* **STATED PROBLEM**: Quote precisely the final stretch of the listing: start at the line containing "A point belongs on each instance of the black camera" and stop after the last line.
####################
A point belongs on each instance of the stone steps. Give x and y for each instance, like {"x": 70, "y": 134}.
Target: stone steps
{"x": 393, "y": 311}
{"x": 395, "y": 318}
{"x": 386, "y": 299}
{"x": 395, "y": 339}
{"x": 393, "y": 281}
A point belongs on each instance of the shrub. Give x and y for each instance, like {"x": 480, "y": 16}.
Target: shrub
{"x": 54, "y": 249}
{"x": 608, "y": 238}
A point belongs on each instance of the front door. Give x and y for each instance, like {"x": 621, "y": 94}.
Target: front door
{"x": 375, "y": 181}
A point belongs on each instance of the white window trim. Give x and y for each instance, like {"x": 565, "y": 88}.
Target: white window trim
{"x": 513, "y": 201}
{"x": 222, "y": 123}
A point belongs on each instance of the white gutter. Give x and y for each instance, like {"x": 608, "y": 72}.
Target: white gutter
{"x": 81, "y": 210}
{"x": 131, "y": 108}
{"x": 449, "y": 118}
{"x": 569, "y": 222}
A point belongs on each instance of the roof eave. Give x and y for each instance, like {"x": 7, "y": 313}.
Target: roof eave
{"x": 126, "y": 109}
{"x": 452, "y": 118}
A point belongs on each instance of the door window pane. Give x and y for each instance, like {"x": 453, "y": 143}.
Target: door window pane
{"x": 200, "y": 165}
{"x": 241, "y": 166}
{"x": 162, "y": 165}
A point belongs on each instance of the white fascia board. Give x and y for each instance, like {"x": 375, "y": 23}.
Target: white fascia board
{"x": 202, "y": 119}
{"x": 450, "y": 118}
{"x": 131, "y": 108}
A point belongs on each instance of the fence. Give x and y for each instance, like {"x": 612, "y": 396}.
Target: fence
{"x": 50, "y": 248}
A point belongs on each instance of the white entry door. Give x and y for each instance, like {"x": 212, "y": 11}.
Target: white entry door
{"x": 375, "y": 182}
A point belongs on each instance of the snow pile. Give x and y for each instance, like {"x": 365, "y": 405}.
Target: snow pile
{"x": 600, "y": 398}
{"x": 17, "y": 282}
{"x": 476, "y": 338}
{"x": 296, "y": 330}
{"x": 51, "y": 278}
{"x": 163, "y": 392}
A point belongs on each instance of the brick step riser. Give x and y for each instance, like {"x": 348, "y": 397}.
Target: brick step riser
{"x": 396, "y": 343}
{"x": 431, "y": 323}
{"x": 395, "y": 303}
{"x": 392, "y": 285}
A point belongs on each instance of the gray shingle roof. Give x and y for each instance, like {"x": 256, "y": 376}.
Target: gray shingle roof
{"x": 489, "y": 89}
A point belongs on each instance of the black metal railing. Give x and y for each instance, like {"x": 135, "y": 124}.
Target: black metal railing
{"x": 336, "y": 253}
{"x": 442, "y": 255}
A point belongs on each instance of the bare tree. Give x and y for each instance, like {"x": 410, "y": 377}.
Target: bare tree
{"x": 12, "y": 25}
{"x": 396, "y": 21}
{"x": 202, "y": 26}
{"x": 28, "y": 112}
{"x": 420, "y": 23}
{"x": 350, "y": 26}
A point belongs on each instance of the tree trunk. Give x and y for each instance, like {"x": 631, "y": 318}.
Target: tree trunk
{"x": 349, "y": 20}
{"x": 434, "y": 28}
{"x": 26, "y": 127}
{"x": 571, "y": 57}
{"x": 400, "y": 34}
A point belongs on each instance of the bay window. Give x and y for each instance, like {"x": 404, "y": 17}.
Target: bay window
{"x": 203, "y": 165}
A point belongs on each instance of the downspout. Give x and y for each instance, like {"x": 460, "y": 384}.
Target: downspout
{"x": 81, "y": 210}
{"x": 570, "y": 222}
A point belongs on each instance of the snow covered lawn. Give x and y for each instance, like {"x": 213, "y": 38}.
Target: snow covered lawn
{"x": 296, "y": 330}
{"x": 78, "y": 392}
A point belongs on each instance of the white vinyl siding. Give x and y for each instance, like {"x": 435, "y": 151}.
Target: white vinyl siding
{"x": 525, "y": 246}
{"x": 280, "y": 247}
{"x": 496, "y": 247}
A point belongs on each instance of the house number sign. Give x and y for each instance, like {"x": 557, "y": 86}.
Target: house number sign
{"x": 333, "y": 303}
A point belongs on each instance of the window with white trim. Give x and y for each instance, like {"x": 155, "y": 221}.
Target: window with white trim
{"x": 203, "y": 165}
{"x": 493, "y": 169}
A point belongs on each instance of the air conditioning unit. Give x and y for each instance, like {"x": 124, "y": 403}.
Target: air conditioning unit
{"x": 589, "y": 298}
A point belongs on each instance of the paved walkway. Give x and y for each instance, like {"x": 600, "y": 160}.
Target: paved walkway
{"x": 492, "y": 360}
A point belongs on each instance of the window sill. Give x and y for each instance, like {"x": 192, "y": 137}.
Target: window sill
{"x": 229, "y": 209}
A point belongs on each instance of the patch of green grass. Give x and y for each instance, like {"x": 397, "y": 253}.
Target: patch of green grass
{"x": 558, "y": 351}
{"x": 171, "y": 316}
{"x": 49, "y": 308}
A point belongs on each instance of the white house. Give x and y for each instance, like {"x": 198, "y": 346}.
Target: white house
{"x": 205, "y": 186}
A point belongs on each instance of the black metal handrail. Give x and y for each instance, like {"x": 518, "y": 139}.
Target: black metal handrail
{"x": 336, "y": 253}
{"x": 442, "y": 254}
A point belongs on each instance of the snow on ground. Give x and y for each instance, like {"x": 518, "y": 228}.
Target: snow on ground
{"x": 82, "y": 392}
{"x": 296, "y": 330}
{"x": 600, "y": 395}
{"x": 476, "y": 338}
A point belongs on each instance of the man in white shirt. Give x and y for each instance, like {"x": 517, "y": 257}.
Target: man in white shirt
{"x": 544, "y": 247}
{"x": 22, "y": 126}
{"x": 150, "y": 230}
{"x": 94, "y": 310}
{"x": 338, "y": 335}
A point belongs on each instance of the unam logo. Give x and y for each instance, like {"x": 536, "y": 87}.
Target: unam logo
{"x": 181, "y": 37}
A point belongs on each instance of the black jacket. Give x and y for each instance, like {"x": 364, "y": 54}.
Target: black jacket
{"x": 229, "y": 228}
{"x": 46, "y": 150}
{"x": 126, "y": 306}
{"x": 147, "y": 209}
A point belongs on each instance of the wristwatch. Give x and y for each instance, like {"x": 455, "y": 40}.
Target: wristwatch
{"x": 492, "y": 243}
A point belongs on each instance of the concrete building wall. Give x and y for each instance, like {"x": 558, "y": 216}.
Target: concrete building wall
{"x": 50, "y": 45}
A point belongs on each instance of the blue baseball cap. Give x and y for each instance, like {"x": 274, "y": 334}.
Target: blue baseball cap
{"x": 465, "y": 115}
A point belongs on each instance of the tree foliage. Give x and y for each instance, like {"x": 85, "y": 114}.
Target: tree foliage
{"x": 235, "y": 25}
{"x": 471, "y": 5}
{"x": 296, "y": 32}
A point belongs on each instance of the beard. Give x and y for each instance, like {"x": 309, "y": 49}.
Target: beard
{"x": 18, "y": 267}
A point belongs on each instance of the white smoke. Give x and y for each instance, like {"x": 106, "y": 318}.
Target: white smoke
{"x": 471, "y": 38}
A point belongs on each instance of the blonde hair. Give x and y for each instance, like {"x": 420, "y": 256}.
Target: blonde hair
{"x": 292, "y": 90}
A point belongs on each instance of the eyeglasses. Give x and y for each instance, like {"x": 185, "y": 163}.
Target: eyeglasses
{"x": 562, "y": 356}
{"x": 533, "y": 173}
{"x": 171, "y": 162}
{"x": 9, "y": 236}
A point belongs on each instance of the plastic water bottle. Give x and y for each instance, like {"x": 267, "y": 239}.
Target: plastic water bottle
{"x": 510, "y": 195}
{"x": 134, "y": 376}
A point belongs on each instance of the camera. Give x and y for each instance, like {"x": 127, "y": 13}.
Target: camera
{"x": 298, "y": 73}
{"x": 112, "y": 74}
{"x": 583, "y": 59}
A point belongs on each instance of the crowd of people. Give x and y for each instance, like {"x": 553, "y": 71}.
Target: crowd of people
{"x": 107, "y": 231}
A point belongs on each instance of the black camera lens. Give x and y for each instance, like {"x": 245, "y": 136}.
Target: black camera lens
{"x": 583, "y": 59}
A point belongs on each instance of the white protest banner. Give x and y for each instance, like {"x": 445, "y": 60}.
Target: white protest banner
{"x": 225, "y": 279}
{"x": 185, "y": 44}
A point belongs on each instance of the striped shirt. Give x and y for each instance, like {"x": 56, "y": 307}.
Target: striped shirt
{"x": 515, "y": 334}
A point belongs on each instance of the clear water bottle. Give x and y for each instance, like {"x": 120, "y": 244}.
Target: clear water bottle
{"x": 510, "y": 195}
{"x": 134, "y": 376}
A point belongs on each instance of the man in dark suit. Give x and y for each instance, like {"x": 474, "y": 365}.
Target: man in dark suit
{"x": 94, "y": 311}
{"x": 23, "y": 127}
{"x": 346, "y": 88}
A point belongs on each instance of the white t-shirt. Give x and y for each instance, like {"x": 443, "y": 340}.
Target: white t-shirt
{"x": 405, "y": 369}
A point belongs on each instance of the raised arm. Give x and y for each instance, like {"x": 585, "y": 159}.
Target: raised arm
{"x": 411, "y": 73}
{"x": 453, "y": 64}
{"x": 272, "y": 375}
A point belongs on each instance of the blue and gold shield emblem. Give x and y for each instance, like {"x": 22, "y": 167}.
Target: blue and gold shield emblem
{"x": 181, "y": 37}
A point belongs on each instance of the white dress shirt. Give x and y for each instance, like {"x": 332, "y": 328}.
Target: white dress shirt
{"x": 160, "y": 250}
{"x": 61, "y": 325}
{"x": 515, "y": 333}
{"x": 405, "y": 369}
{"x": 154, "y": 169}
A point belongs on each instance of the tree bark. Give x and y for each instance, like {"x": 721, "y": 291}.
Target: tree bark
####################
* **CORRECT RESPONSE**:
A point belongs on each instance of the black camera lens. Give x and y for each instance, like {"x": 245, "y": 136}.
Target: black camera lens
{"x": 583, "y": 59}
A point belongs on each instance of the white protest banner. Give x and y for each instance, like {"x": 445, "y": 60}.
Target: white protest banner
{"x": 225, "y": 279}
{"x": 185, "y": 44}
A point belongs on each instance of the striped shirt. Give x and y for each instance, like {"x": 56, "y": 307}.
Target: striped shirt
{"x": 515, "y": 334}
A point belongs on each instance of the clear water bottle. Give x and y for each instance, like {"x": 120, "y": 244}.
Target: clear water bottle
{"x": 510, "y": 195}
{"x": 134, "y": 376}
A point belongs on each instance of the man in dark suit. Give x and y for each instance, like {"x": 474, "y": 365}.
Target: man in dark suit
{"x": 94, "y": 311}
{"x": 23, "y": 127}
{"x": 346, "y": 88}
A point belongs on each instance of the white t-shirt. Give x and y for each instance, like {"x": 443, "y": 340}.
Target: white t-shirt
{"x": 405, "y": 369}
A point belongs on each instance of the raised arm. Give x and y for each instance, like {"x": 585, "y": 159}.
Target: raised arm
{"x": 411, "y": 73}
{"x": 453, "y": 64}
{"x": 272, "y": 375}
A point belongs on each instance of the blue and gold shield emblem. Give x and y for each instance, like {"x": 22, "y": 167}.
Target: blue and gold shield emblem
{"x": 181, "y": 37}
A point belongs on each instance of the white dress shirt. Give x and y for each instance, like {"x": 332, "y": 328}.
Target: white dress shirt
{"x": 160, "y": 250}
{"x": 61, "y": 325}
{"x": 515, "y": 333}
{"x": 405, "y": 369}
{"x": 154, "y": 169}
A point belongs on each instance of the tree bark. Give x and y for each instance, like {"x": 721, "y": 291}.
Target: tree bark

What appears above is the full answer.